Overclocking In An SNES Emulator

The bsnes emulator has a new overclocking mode to eliminate slowdowns in SNES games while keeping the gameplay speed accurate. We’re emulating old SNES hardware on modern machines that are vastly more powerful. Eliminating slowdowns should be trivial, right? For an emulator such as bsnes, which is written to achieve essentially pixel-perfect accuracy when emulating, the problem is decidedly non-trivial. Stick around to learn why.

The Super Nintendo was an impressive system, for its time — mostly. The SNES framerate is locked to 60 FPS, which is a bit surprising considering the NTSC standard was only 30 FPS. NTSC calls for 30 frames per second, but those are interlaced frames. 30 times a second the even scanlines are updated, and 30 times a second the odd scanlines are updated. So 60 times a second, half of the screen is updated, alternating between the even and odd lines.

At the top of each frame the equivalent of half a scanline marks whether the rest of the frame is even or odd scanlines. In order to produce a clean 60 FPS, the SNES didn’t interlace, and just always wrote to the same 240 scanlines. This is also why retro consoles can look so terrible on modern monitors. The blank scanlines were hidden by the analog fuzziness of CRT TVs.

▶ _Short task A_: In the SNES overclocking article, how many scanlines did the SNES always write to?

▶ _Records supplied_:
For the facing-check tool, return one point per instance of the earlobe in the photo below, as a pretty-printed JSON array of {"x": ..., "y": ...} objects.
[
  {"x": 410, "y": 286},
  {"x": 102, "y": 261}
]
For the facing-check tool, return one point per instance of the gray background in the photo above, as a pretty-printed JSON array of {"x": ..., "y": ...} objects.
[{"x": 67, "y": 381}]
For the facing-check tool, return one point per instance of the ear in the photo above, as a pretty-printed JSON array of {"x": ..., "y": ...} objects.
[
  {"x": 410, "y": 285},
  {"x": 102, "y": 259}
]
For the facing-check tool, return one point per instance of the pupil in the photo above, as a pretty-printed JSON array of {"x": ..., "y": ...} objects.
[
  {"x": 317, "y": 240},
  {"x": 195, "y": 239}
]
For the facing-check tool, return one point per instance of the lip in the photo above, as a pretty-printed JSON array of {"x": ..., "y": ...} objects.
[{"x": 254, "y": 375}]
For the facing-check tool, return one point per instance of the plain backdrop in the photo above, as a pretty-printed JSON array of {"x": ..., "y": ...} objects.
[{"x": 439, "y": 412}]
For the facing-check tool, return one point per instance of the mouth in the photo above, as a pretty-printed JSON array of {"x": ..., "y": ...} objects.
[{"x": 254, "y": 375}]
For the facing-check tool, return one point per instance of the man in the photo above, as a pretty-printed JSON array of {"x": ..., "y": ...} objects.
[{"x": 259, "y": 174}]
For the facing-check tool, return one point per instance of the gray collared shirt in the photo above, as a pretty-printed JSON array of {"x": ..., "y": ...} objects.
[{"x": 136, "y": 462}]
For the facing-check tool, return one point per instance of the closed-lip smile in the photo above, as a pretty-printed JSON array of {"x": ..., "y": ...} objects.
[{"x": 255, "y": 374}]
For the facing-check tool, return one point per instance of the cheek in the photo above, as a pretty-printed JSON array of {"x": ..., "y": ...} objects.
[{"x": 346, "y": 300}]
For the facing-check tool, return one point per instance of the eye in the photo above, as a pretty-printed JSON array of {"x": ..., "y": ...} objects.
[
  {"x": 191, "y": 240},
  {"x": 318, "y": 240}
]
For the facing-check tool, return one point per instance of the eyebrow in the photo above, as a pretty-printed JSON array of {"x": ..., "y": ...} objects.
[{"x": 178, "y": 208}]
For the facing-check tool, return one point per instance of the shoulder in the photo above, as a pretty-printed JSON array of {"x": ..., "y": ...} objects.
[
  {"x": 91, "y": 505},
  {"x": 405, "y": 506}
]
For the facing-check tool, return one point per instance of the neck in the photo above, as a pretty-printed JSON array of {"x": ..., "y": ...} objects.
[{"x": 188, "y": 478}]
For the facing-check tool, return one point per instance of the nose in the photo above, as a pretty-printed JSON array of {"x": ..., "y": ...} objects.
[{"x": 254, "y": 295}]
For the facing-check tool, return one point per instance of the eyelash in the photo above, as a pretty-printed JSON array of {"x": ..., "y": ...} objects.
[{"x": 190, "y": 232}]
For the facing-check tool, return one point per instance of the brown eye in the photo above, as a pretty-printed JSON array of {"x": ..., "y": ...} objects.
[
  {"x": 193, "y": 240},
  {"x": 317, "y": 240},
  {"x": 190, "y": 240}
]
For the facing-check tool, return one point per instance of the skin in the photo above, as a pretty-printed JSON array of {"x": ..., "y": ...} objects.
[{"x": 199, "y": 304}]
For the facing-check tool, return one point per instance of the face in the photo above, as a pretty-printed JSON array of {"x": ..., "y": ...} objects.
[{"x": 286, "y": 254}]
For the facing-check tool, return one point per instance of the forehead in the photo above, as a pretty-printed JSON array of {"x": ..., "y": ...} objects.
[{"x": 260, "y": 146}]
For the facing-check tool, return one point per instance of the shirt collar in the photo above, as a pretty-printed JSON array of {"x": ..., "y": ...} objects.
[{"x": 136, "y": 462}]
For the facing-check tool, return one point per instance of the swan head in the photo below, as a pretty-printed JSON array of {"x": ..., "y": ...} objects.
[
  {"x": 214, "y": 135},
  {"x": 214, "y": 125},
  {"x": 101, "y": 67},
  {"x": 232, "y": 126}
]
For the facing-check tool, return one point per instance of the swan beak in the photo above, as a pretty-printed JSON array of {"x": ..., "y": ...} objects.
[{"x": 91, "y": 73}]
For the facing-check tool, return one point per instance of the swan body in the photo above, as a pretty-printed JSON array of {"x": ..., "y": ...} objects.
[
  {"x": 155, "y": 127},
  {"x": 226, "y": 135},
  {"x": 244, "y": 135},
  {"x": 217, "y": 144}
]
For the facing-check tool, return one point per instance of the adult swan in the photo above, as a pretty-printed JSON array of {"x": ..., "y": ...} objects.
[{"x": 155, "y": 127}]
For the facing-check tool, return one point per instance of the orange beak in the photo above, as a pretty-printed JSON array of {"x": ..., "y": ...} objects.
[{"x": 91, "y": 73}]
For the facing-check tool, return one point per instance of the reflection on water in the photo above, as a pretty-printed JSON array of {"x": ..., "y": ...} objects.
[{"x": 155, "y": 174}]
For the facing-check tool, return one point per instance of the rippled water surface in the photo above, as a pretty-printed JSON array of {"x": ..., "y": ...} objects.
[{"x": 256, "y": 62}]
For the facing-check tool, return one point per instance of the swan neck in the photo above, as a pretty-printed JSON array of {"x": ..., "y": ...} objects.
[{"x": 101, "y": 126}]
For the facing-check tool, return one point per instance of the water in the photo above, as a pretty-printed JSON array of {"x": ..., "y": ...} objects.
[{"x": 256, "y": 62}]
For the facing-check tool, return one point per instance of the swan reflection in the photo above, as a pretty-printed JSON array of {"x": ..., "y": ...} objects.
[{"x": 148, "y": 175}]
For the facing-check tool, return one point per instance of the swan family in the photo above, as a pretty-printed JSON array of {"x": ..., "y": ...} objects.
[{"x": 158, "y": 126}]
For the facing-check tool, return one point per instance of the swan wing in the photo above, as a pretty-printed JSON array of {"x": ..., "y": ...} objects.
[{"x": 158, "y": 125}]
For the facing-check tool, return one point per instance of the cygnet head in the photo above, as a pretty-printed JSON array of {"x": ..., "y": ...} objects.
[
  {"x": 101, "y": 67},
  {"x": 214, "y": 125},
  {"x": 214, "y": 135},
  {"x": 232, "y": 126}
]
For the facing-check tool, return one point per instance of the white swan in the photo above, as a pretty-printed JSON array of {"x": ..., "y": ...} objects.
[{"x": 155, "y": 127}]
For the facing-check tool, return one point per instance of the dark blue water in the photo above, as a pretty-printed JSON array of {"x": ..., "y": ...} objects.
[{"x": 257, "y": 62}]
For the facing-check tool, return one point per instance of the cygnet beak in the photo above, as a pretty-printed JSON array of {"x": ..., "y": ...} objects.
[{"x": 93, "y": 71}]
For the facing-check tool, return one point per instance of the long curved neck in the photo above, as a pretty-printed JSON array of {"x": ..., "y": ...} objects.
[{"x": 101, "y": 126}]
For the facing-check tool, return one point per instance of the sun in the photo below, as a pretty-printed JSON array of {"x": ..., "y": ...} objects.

▶ _Short task B_: Copy the listing's lines verbatim, from the line holding "of the long" through the end of the listing, inclusive.

▶ _Written solution A_: 240 scanlines.

▶ _Written solution B_:
For the facing-check tool, return one point per instance of the long curved neck in the photo above, as a pretty-printed JSON array of {"x": ..., "y": ...} objects.
[{"x": 101, "y": 126}]
For the facing-check tool, return one point per instance of the sun in the photo below, as a pretty-printed JSON array of {"x": ..., "y": ...} objects.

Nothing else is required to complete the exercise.